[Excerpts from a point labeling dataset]

= = = = = = =

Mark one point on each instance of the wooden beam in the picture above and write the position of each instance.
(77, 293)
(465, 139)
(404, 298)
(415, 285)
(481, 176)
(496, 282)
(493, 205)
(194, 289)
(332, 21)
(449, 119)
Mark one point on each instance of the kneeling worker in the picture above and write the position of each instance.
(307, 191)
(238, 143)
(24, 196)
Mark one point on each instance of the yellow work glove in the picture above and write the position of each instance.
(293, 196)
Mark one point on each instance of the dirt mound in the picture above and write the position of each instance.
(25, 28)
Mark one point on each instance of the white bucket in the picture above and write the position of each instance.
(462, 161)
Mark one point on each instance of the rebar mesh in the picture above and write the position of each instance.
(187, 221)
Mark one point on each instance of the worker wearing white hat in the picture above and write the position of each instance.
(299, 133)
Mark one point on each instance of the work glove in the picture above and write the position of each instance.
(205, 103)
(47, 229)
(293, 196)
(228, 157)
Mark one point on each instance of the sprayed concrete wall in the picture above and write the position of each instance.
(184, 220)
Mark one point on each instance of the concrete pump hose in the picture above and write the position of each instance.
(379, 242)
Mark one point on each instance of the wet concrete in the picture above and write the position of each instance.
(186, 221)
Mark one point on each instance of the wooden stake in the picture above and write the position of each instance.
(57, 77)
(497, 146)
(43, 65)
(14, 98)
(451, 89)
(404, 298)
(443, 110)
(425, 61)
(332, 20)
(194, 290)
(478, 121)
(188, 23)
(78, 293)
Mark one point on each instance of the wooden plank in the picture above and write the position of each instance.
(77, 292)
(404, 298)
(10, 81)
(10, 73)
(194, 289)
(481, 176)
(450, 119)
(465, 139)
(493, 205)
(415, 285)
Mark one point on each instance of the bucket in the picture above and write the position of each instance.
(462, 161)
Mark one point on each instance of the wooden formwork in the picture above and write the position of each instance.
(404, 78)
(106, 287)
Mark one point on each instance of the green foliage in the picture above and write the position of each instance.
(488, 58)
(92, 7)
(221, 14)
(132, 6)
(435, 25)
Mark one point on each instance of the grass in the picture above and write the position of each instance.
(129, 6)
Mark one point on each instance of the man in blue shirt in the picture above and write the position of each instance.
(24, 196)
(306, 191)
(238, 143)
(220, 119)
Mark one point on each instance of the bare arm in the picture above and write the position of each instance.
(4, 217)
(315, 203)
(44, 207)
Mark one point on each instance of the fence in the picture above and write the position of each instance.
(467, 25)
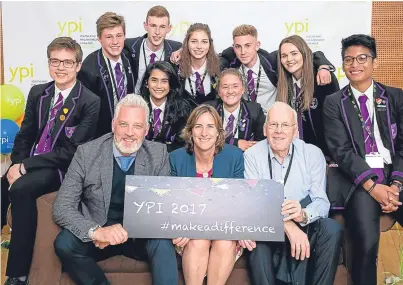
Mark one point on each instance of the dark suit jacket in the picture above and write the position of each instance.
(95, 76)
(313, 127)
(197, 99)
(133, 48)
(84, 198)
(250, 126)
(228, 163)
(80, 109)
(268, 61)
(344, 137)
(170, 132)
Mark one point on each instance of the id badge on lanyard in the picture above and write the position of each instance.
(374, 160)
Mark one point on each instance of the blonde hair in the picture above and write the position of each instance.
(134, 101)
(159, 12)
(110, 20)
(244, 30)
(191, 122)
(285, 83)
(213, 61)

= = = = = = =

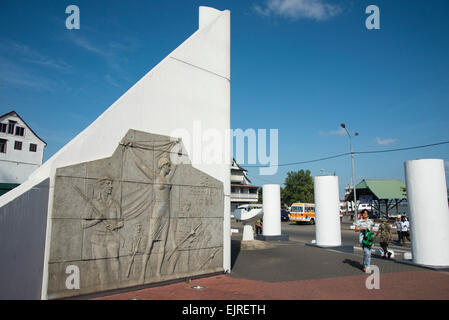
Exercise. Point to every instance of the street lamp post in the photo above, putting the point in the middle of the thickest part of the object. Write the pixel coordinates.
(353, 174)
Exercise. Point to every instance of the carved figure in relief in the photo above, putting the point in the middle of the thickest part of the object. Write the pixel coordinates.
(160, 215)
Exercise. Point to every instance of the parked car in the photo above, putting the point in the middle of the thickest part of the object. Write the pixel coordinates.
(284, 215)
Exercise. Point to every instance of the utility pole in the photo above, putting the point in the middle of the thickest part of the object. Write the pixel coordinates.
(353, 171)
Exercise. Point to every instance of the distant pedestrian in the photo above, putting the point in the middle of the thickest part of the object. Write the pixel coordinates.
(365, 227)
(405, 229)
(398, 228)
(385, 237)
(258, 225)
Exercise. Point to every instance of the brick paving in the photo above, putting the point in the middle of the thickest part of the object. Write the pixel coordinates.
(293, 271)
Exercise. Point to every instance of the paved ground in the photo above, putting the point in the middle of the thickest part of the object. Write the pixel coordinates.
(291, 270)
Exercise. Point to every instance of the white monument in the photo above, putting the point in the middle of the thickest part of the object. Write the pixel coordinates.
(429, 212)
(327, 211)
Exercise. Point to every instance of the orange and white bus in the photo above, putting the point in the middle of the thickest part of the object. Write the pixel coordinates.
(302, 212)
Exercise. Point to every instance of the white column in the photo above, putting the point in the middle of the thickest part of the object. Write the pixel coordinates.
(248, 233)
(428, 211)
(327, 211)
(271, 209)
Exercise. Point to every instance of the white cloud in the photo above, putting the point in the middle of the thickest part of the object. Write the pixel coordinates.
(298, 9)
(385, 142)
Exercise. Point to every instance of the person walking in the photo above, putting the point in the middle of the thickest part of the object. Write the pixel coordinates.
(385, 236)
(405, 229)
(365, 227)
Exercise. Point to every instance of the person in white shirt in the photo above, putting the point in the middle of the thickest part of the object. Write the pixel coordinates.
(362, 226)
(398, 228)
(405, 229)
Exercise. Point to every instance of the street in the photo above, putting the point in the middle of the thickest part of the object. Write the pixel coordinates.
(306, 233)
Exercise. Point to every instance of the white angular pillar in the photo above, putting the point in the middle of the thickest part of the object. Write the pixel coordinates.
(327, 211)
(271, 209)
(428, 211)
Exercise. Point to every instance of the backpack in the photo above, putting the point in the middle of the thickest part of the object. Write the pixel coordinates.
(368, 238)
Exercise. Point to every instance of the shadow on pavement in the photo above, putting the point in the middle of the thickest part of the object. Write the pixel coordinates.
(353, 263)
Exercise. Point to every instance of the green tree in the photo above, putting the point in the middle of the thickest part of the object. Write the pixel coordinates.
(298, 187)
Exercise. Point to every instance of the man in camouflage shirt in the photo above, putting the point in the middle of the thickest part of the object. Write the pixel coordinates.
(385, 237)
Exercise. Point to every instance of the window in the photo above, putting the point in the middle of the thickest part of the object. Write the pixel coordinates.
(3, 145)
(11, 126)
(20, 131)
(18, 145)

= = = = = = =

### SET TASK
Report every line of the material above that contains the word "green", matching case exactly.

### RESPONSE TO THE EXERCISE
Mark one point on each instance of the green foliage in the picture above and write the position of each instance.
Exercise. Point to every instance of the green tree in the photo above, putting the point in the middle of the thickest part of the object. Write the pixel coordinates.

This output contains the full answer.